■ PROBLEM STATEMENT
Can you copy the records below word for word, from the line with "Indicate a point on each instance of the white" up to and including the line with "[(4, 34), (558, 82), (631, 80), (36, 79), (99, 56)]"?

■ EXTRACTED ENTRIES
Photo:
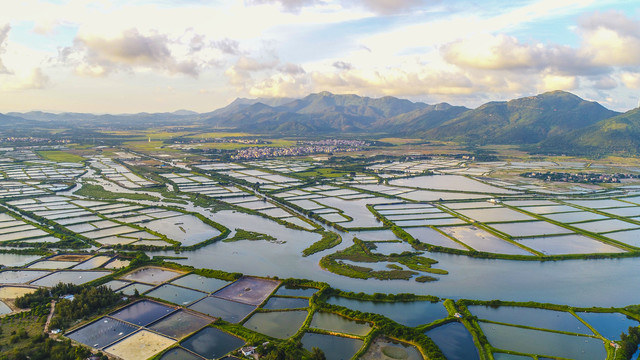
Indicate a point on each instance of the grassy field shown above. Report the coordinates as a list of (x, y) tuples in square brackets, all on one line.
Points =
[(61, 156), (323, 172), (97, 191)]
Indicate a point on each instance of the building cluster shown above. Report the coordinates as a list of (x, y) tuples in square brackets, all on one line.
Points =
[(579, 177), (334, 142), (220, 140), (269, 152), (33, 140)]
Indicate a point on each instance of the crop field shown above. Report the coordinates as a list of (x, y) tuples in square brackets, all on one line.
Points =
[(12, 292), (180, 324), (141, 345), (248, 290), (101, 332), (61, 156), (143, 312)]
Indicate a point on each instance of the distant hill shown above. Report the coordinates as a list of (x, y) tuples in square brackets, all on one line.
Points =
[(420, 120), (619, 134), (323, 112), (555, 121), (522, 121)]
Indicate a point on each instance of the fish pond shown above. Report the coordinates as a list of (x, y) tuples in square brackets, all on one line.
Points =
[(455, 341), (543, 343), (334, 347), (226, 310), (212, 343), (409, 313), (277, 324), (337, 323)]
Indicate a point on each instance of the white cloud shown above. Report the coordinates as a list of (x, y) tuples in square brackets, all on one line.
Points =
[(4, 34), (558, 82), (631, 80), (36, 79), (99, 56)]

---

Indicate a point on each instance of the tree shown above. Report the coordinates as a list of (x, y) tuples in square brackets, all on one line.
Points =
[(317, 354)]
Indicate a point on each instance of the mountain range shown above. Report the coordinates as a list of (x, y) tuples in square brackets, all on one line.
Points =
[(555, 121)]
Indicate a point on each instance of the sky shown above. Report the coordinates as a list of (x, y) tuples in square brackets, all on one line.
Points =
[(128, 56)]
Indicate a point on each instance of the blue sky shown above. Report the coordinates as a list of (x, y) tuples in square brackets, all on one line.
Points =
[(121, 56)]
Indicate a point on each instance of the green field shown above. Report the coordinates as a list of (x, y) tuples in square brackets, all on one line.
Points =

■ EXERCISE SOLUTION
Indicate a point on each instance of the white cloud shown above. Report the coordinates as a list of (x, y) tuples in square brackets, all on one line.
Points =
[(4, 34), (558, 82), (631, 80), (36, 79), (99, 56)]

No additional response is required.